═════ Raw data ═════

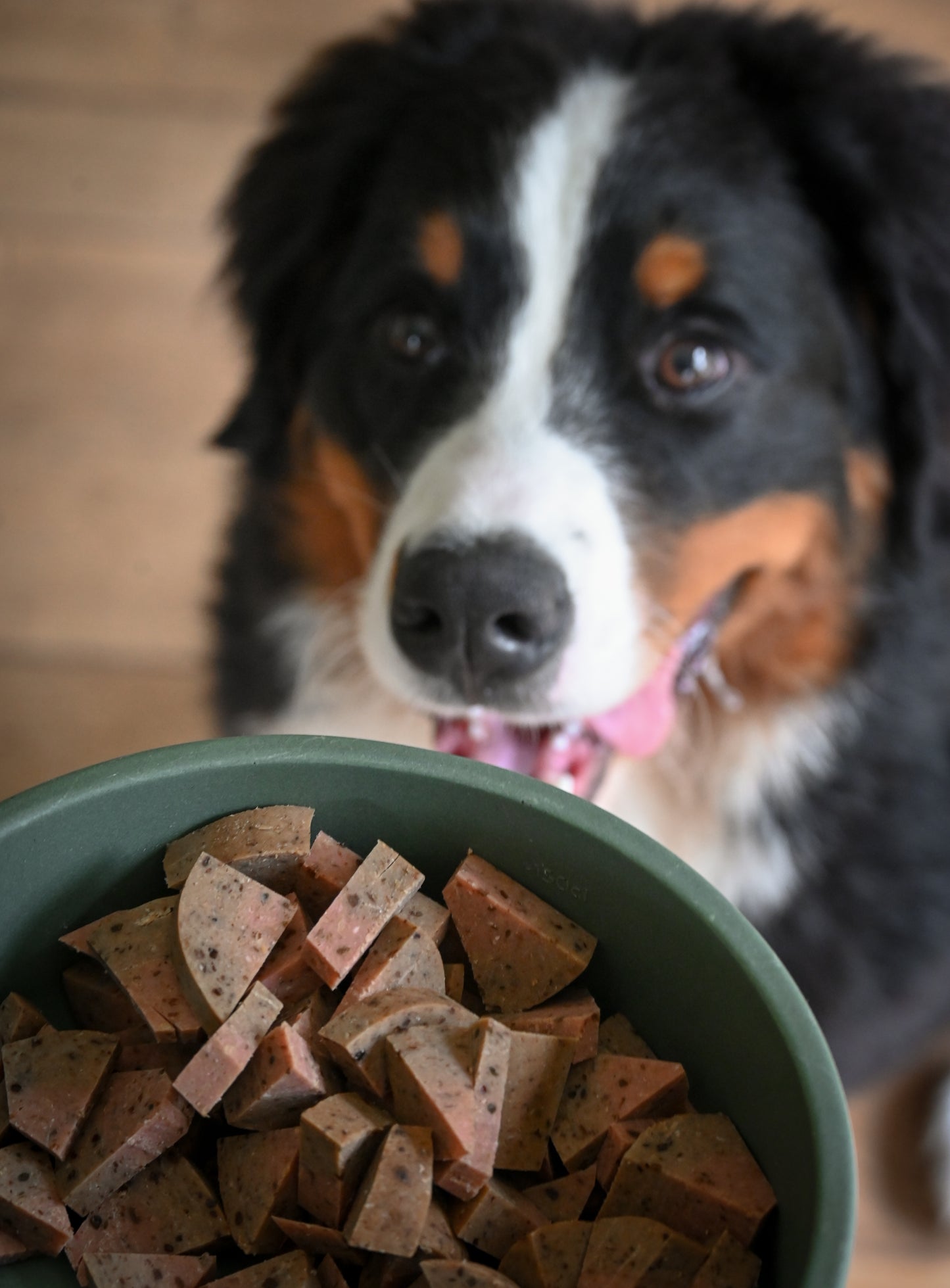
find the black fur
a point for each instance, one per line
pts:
(836, 164)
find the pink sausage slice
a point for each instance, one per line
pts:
(137, 948)
(521, 949)
(227, 926)
(30, 1203)
(137, 1118)
(53, 1081)
(149, 1270)
(266, 844)
(392, 1205)
(380, 886)
(226, 1055)
(258, 1179)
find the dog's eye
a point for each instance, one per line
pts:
(412, 338)
(686, 366)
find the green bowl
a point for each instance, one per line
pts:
(693, 975)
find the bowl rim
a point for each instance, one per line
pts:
(836, 1202)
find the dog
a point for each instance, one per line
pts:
(599, 428)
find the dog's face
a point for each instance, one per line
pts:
(580, 389)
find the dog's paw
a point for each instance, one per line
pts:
(938, 1149)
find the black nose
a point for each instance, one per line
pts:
(481, 615)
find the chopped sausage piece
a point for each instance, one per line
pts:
(521, 949)
(323, 872)
(291, 1270)
(337, 1140)
(462, 1274)
(286, 972)
(227, 926)
(619, 1137)
(149, 1270)
(564, 1199)
(403, 956)
(550, 1257)
(216, 1066)
(576, 1015)
(282, 1080)
(729, 1265)
(496, 1219)
(168, 1207)
(392, 1203)
(377, 890)
(137, 948)
(618, 1037)
(354, 1038)
(428, 915)
(258, 1179)
(696, 1174)
(537, 1073)
(135, 1120)
(438, 1238)
(30, 1205)
(639, 1254)
(320, 1241)
(97, 1001)
(53, 1081)
(266, 844)
(431, 1086)
(607, 1090)
(490, 1054)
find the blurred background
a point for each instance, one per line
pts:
(120, 126)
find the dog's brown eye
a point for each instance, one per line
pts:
(688, 366)
(412, 338)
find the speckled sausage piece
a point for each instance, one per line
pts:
(258, 1179)
(168, 1207)
(521, 949)
(403, 956)
(632, 1251)
(149, 1270)
(490, 1055)
(538, 1069)
(380, 886)
(576, 1015)
(137, 948)
(550, 1257)
(337, 1140)
(30, 1203)
(226, 1055)
(564, 1199)
(354, 1037)
(323, 872)
(135, 1120)
(53, 1081)
(696, 1174)
(266, 844)
(608, 1090)
(496, 1219)
(227, 926)
(392, 1203)
(282, 1080)
(291, 1270)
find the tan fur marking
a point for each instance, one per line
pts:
(670, 270)
(334, 513)
(442, 248)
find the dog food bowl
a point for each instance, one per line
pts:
(696, 979)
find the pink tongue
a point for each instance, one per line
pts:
(642, 724)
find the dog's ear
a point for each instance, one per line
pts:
(868, 139)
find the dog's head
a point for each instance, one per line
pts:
(606, 358)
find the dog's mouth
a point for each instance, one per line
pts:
(576, 755)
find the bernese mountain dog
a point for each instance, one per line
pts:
(599, 427)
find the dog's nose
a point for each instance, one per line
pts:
(481, 615)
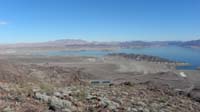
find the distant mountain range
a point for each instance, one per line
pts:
(126, 44)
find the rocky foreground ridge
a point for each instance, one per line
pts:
(45, 88)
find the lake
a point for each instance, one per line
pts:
(174, 53)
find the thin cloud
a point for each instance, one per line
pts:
(3, 23)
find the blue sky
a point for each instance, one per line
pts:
(99, 20)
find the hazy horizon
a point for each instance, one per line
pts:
(28, 21)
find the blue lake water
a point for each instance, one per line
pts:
(174, 53)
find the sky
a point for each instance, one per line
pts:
(99, 20)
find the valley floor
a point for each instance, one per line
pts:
(63, 84)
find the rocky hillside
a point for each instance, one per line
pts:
(47, 88)
(141, 57)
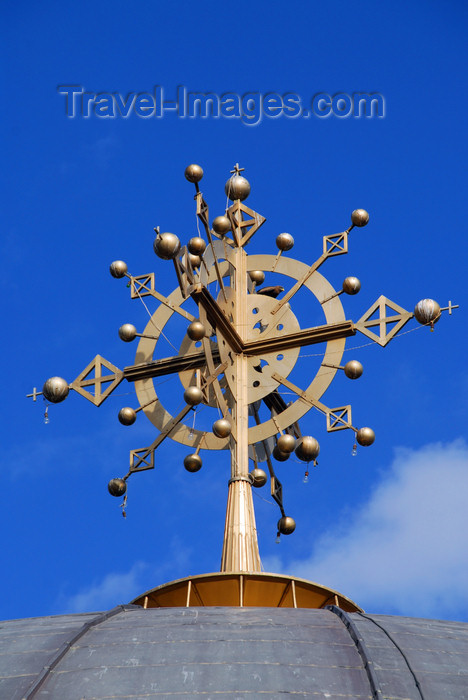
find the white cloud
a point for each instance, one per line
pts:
(405, 551)
(117, 588)
(114, 589)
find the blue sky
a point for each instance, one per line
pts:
(386, 528)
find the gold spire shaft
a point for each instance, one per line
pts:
(240, 546)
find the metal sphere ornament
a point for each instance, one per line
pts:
(195, 260)
(127, 332)
(193, 395)
(257, 276)
(192, 463)
(196, 330)
(127, 415)
(222, 428)
(286, 443)
(307, 449)
(193, 173)
(55, 389)
(166, 246)
(118, 269)
(196, 245)
(427, 311)
(286, 525)
(353, 369)
(351, 285)
(359, 217)
(117, 487)
(258, 477)
(279, 455)
(365, 436)
(237, 187)
(284, 242)
(221, 225)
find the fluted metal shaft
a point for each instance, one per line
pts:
(240, 546)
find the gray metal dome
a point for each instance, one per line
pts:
(229, 653)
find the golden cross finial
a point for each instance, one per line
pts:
(237, 170)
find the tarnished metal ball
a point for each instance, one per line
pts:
(365, 436)
(127, 415)
(222, 427)
(117, 487)
(195, 260)
(196, 330)
(118, 269)
(193, 173)
(286, 525)
(353, 369)
(196, 245)
(221, 225)
(55, 389)
(258, 477)
(279, 455)
(193, 395)
(351, 285)
(360, 217)
(127, 332)
(284, 241)
(237, 187)
(307, 449)
(427, 311)
(286, 443)
(257, 276)
(192, 463)
(166, 246)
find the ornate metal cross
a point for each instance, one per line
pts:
(238, 351)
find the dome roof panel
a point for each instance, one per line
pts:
(231, 652)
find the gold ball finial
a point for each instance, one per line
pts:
(353, 369)
(307, 448)
(360, 217)
(196, 330)
(166, 246)
(117, 487)
(286, 525)
(195, 260)
(365, 436)
(427, 311)
(351, 285)
(258, 477)
(127, 332)
(193, 463)
(284, 242)
(193, 173)
(118, 269)
(237, 187)
(193, 395)
(55, 389)
(127, 415)
(286, 443)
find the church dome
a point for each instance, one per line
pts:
(232, 653)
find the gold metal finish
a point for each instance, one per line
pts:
(254, 590)
(236, 354)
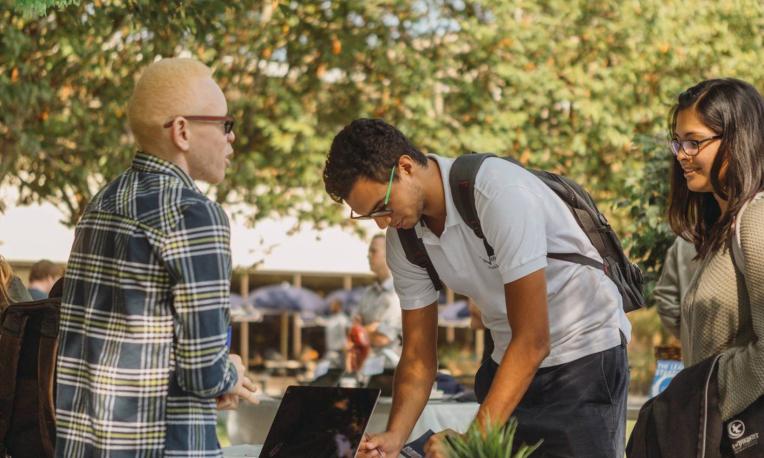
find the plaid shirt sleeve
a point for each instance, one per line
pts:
(198, 258)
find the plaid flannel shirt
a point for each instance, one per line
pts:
(144, 320)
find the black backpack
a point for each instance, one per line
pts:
(626, 276)
(28, 348)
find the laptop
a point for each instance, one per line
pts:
(320, 422)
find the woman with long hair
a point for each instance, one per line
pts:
(717, 130)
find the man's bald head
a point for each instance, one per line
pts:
(166, 88)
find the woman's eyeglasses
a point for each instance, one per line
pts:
(690, 147)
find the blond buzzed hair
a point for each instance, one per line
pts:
(165, 89)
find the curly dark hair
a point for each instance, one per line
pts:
(735, 110)
(366, 148)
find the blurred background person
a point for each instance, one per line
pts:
(11, 288)
(43, 275)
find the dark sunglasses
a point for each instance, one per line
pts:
(226, 120)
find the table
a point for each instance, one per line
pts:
(249, 424)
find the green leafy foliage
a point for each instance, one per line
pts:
(572, 86)
(497, 442)
(35, 8)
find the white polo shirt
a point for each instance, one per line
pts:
(522, 220)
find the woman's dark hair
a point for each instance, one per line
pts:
(366, 148)
(735, 110)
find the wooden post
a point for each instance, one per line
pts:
(296, 336)
(244, 325)
(284, 335)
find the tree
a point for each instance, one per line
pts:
(564, 85)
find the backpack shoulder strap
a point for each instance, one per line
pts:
(416, 254)
(461, 178)
(12, 326)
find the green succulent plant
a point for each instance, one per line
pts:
(496, 442)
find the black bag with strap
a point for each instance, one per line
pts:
(28, 348)
(626, 275)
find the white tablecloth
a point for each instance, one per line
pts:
(249, 424)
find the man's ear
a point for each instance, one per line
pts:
(406, 164)
(180, 134)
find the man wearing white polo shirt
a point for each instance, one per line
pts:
(559, 362)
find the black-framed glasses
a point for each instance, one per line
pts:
(226, 120)
(385, 211)
(690, 147)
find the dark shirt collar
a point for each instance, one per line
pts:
(145, 162)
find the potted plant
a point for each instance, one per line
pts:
(496, 442)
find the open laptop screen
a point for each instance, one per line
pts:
(318, 422)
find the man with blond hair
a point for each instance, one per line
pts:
(143, 359)
(42, 276)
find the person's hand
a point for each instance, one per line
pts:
(245, 388)
(385, 444)
(228, 401)
(436, 446)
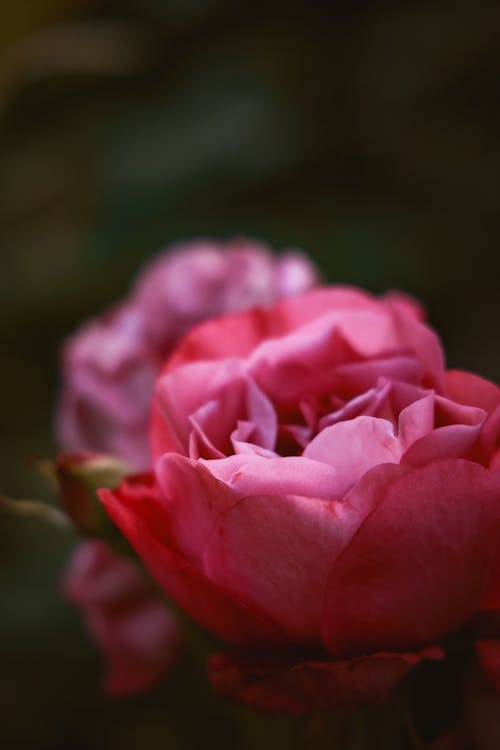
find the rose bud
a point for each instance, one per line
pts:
(323, 498)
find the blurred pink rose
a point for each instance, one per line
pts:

═════

For the entries above, say how many lines contain the word "bowl", giving the number alone.

3